» Aim 1
Rewrite the rows from the line containing "Mark one point per instance of the car roof" through the end of the rows, inclusive, requests included, and add 130 to every coordinate in their answers.

» Source document
== == ==

How the three flows of compassion can help your Brahmaviharas
Over the next few weeks I'll be putting out a series of shorter articles exploring aspects of the Brahmaviharas. I'm currently writing a four-week course exploring these rich, beautiful practices, and I'll be using these articles (and my Wednesday night class) as a way of beta-testing the material. They'll probably be a little bit shorter than usual because I already have fairly comprehensive Brahmavihara instructions elsewhere on my website, so feel free to check those out if you aren't familiar with these practices and want a concise introduction.
What are the Brahmaviharas anyway?
The Brahmaviharas are a set of four heart-opening practices. The name of these practices comes from a discourse in early Buddhism, Majjhima Nikaya 99, in which Subha, a practitioner of Brahminism, comes to the Buddha. Subha has heard that the Buddha teaches 'a path to companionship with Brahma', and wants to know what it is. Buddha replies with the following:
Firstly, a mendicant meditates spreading a heart full of love to one direction, and to the second, and to the third, and to the fourth. In the same way above, below, across, everywhere, all around, they spread a heart full of love to the whole world—abundant, expansive, limitless, free of enmity and ill will. [...] This is a path to companionship with Brahma.
The same formula then repeats for 'a heart full of compassion', 'a heart full of rejoicing' and 'a heart full of equanimity', giving us four heart-opening practices in all. This week we'll focus on the first one.

== == ==

» Extracted records
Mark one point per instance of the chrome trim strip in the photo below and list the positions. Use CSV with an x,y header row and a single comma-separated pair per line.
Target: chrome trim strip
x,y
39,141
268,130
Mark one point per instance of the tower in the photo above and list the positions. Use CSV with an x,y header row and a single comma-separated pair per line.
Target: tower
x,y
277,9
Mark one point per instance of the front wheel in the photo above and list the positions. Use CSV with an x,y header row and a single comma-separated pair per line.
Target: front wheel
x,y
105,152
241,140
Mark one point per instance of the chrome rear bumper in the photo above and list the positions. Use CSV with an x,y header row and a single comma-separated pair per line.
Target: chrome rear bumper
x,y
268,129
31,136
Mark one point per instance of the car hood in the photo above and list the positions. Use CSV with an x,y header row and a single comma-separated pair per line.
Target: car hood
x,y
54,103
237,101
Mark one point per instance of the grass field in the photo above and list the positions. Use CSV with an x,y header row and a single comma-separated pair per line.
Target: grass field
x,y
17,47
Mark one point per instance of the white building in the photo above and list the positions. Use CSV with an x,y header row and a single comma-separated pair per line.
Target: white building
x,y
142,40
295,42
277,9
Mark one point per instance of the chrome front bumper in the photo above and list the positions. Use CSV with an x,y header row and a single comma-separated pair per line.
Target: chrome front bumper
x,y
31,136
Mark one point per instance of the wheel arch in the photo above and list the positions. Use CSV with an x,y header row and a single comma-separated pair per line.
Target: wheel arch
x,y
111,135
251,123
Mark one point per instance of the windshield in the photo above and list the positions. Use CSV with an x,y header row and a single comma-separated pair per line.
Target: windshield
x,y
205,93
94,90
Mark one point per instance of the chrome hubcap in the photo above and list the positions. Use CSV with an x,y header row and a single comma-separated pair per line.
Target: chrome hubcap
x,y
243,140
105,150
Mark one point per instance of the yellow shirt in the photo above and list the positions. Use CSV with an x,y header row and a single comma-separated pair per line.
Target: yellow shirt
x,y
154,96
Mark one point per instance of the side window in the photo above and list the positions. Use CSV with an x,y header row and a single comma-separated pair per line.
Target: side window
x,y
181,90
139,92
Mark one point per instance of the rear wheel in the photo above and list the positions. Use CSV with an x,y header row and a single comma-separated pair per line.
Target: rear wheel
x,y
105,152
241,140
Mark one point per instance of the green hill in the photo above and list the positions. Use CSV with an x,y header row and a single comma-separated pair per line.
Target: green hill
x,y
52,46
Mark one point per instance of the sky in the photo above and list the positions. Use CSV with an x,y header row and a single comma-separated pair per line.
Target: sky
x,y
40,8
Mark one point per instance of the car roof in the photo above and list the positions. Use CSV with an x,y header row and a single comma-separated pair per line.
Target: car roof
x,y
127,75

== == ==

» Aim 2
Decide whether each statement agrees with the article on the Brahmaviharas: (a) The Brahmaviharas are four heart-opening practices. (b) Subha practices Jainism. (c) The upcoming articles will probably be longer than usual. Answer yes or no for each, quoting the words of the article that decide it.

» Exercise output 1
Mark one point per instance of the car roof in the photo above and list the positions. Use CSV with an x,y header row and a single comma-separated pair per line.
Target: car roof
x,y
257,205

» Exercise output 2
(a) Yes: "The Brahmaviharas are a set of four heart-opening practices."
(b) No: "Subha, a practitioner of Brahminism, comes to the Buddha."
(c) No: "They'll probably be a little bit shorter than usual"